Point localization data:
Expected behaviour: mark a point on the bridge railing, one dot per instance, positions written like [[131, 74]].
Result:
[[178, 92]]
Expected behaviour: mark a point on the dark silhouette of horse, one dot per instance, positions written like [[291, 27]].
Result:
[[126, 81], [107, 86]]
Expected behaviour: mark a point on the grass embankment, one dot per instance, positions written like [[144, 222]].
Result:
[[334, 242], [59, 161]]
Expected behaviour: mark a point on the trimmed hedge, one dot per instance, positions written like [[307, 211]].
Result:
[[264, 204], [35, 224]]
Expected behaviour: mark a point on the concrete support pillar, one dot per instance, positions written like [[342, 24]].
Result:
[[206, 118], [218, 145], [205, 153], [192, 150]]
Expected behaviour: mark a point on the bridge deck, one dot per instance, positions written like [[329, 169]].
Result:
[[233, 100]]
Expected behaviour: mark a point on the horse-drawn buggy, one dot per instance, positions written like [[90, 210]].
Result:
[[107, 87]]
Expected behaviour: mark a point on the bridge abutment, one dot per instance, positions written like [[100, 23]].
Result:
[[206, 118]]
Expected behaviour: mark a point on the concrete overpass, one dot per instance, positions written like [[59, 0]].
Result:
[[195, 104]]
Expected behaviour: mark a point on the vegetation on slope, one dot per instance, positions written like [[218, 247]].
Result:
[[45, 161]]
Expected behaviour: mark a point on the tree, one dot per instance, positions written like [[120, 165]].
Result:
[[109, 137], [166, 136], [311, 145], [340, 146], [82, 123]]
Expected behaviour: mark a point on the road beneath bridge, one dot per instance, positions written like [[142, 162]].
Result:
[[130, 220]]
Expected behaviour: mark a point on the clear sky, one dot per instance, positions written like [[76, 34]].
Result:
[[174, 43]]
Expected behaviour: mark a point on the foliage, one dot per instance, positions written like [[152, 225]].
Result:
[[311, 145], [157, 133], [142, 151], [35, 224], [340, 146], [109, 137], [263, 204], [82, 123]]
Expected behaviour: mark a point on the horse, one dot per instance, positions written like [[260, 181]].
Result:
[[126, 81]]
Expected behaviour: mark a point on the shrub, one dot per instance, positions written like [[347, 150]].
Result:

Work to complete:
Line by line, retype all the entries exactly as they are shown.

Exercise solution:
Expected behaviour: mark a point on the bridge railing, one dot per instance, positions written like [[131, 74]].
Result:
[[178, 92]]
Expected behaviour: mark a point on the dark silhouette of horse, one dot per instance, positions written like [[291, 27]].
Result:
[[126, 81], [107, 86]]
Expected behaviour: mark a point on the grass embankment, one dot per instance, positions written like [[144, 222]].
Result:
[[334, 242], [59, 161]]
Expected behaviour: mark a point on the trimmed hedge, one dot per instance, positions written like [[307, 211]].
Result:
[[264, 204], [35, 224]]
Expected behaviour: mark a point on the concrete support pillar, one dot per instance, positions written like [[342, 24]].
Result:
[[206, 118], [218, 145], [205, 153], [192, 150]]
Expected behaviour: mark a point on the bridge deck, one dot per instance, positions written like [[329, 169]].
Result:
[[233, 100]]
Expected behaviour: mark a point on the horse-drawn buggy, one dot per instance, positions written like [[90, 210]].
Result:
[[107, 87]]
Expected behaviour: mark a point on the bridge abutment, one dot per instance, positions written like [[100, 23]].
Result:
[[206, 118]]
Expected behaviour: mark a point on the concrete overpass, one dot per instance, positions written like [[59, 0]].
Result:
[[195, 104]]
Expected behaviour: mark a point on the vegetation on slope, one dot per instance, positions written like [[218, 247]].
Result:
[[45, 161]]
Expected behaviour: mark a point on the tree, one dot per instance, positions written like [[120, 165]].
Result:
[[109, 137], [166, 136], [311, 145], [340, 146], [82, 123]]
Expected behaviour: mark a point on the road beneath bridge, one dot per instance, positions written like [[142, 162]].
Result:
[[130, 220]]
Expected behaviour: mark a point on the clear sky, one dot per instance, positions written like [[76, 34]].
Result:
[[174, 43]]
Expected behaviour: mark a point on the foliage, one dot per instance, positions written like [[152, 225]].
Result:
[[311, 145], [157, 133], [142, 151], [35, 224], [340, 146], [109, 137], [263, 204], [82, 123]]
Expected behaviour: mark a point on the horse, one dot per instance, positions written like [[260, 181]].
Result:
[[126, 81]]
Expected behaviour: mark a point on the shrub, one dot per instance, positions written like [[347, 150]].
Result:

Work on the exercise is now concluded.